» **Requirements**
1 > Copy word for word the part of the blog post on Colonel James Coffman that opens with the words containing "How General Petraeus" and closes with "blogs are allowed)".
2 > Answer these questions using the blog post on Colonel James Coffman:
(a) In what year did Coffman enlist in the US Army?
(b) About how many soldiers did the Special Police Commandos start with?
(c) Which award was Blackfive elected?
3 > Write the next part of the blog post on Colonel James Coffman, picking up right after its last sentence.

8/28/2005

BLACKFIVE: Colonel James Coffman - Someone You Should Know

How General Petraeus solved the "train Iraq forces" problem: By using old Iraq military men... Clever, but will it work long term ? -- law

PS: Blackfive is my new "blog find". He is conservative, military and pretty indocrinated with Bush talking points but I get a sense of "the real thing" when he talks about the troops on Iraq. Oh well, I guess I'll keep it on my blogroll for balance. Blackfive was elected Best Military blog of 2004 (I bet Leonard Clark's blog wasn't in the options - no liberal blogs are allowed)


In 2004, a certain group of Soldiers were sent out to find Iraqi Irregular forces (privately funded and privately led). One of those Soldiers was Colonel James Coffman who found and began to work with the Special Police Commandos. Coffman enlisted in the US Army in 1972 and would become a Mustange by attending West Point. Below is the beginning of the story:

New factor in Iraq: irregular brigades fill security void
BY: Greg Jaffe, The Wall Street Journal
02/16/2005

...the Special Police Commandos, was formed in September by Gen. Adnan Thavit, the uncle of Iraq's interim interior minister. The unit started with about 1,000 soldiers. When Col. James Coffman, a senior aide to Gen. Petraeus, found them they were occupying a heavily damaged Republican Guard base a few miles from the U.S. embassy. "It was basically 1,000 guys at the time living in a bombed-out building with no electricity, no plumbing and no bathrooms," the colonel says.

» **Source data**
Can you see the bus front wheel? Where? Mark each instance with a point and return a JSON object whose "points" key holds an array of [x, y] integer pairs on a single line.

» **Per-task answers**
1 >
How General Petraeus solved the "train Iraq forces" problem: By using old Iraq military men... Clever, but will it work long term ? -- law

PS: Blackfive is my new "blog find". He is conservative, military and pretty indocrinated with Bush talking points but I get a sense of "the real thing" when he talks about the troops on Iraq. Oh well, I guess I'll keep it on my blogroll for balance. Blackfive was elected Best Military blog of 2004 (I bet Leonard Clark's blog wasn't in the options - no liberal blogs are allowed)

2 >
(a) 1972
(b) About 1,000
(c) Best Military blog of 2004

3 >
Col. Coffman, however, was struck by the unit's arms room, which was stocked with rocket-propelled-grenade launchers, mortar tubes and lots of ammunition. "The weapons were clean and organized," he says. He immediately went on a patrol with the unit and was impressed by both Gen. Thavit and his troops. The soldiers seemed to have a discipline that many of the U.S.-trained Iraqi Army units lacked.

The 63-year-old Gen. Thavit, an intelligence officer in the old Iraqi Air Force, attended military academies in the former Soviet Union and former Yugoslavia. In the mid-1990s he joined a small group of former officers plotting to overthrow Saddam Hussein. In 1996 their plan unraveled and Gen. Thavit was sentenced to life in Iraq's notorious Abu Ghraib prison. Gen. Thavit and his second-in-command, Maj. Gen. Rashid Flayeh Mohammed, were both released by Mr. Hussein along with thousands of other political prisoners and common criminals just before the American invasion. One of Gen. Thavit's former jailers, who gave him food and cigarettes, is now a battalion commander in his new force.

On Col. Coffman's recommendation, Gen. Petraeus visited the Commandos' base and was impressed with the troops. "When I saw them and where they were living I decided this was a horse to back," the U.S. general says today. He agreed to give the fledgling unit money to fix up its base and buy vehicles, ammunition, radios and more weapons...

Of course, there are many risks associated with Irregulars, but, in this case, the benefits of shoring up Internal Defense outweigh them.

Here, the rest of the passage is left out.